- Written instruction -
Copy out each line of the records that contains the word "leaf", matching case exactly.

- Source records -
········
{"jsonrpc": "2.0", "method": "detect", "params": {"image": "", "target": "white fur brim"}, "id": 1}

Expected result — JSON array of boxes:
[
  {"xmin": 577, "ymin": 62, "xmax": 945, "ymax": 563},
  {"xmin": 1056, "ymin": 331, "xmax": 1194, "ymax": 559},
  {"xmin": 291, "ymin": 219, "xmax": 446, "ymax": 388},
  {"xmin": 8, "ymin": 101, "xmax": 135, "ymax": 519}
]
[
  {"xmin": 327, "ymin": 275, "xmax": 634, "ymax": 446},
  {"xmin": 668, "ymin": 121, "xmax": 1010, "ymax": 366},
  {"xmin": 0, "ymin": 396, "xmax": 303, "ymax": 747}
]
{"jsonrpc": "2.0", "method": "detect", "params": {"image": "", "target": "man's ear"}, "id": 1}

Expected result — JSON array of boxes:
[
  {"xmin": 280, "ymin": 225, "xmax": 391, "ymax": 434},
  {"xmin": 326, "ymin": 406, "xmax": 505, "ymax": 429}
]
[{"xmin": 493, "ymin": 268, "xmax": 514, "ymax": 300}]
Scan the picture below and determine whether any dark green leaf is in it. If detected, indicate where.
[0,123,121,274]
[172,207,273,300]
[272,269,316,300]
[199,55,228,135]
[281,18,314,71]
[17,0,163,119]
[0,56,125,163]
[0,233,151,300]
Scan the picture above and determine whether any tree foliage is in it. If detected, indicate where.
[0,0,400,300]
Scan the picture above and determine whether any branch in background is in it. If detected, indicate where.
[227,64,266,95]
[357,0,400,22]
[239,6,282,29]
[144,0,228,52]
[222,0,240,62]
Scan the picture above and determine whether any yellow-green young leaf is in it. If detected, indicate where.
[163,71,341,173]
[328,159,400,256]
········
- Answer to this problem -
Scan the picture below and determine whether any dark green leaf is in it. If detected, indicate where.
Scan the picture above and determine whether any yellow-green young leaf is in it. If detected, indicate where.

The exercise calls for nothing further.